-- start --
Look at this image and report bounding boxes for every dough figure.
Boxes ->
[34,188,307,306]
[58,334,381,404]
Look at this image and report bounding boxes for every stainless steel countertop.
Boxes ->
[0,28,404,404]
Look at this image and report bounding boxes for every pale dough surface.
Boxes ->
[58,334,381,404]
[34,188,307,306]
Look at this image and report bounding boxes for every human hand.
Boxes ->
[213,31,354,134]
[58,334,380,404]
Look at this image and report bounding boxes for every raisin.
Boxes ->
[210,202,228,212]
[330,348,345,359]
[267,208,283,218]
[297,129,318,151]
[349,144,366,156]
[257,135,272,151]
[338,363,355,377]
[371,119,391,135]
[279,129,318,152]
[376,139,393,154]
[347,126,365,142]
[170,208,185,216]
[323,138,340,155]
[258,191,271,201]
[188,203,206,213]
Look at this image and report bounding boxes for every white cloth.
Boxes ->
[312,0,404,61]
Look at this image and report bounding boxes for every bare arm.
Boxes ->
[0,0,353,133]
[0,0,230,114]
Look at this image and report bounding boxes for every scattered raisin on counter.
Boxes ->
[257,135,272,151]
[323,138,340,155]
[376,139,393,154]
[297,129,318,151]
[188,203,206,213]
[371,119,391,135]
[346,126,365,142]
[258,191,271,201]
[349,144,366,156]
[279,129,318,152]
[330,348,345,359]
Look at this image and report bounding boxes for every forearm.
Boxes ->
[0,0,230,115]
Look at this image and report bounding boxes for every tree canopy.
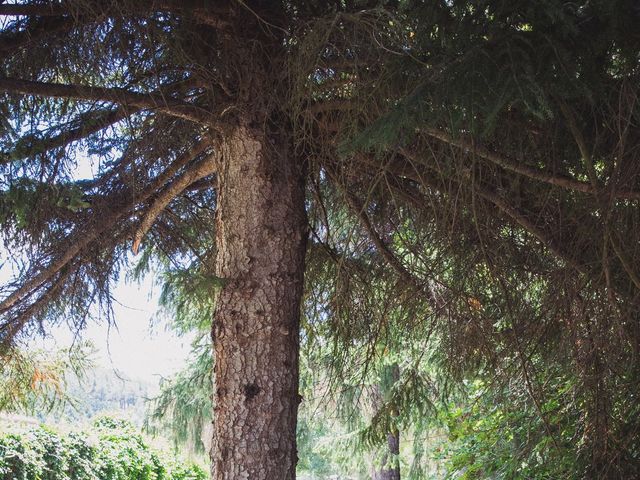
-- end --
● **Goal**
Please reproduce the stretch of the listing from the line containing "Look at this image and report bounding boxes for every bare" through the end of the listing word for word, leaving out the pictures.

● **Solution for this task**
Look at this image and report bounding boxes for every bare arm.
Boxes ->
[0,0,353,133]
[0,0,230,114]
Look at this image and report bounding boxes for every scattered raisin on counter.
Boxes ->
[257,135,272,151]
[323,138,340,155]
[376,139,393,154]
[297,129,318,151]
[188,203,206,213]
[371,119,391,135]
[346,126,365,142]
[258,191,271,201]
[349,144,366,156]
[279,129,318,152]
[330,348,345,359]
Look at this image and report bounding boxes for every forearm.
Boxes ->
[0,0,230,115]
Look at this image and report bounding boxes for every tree canopy.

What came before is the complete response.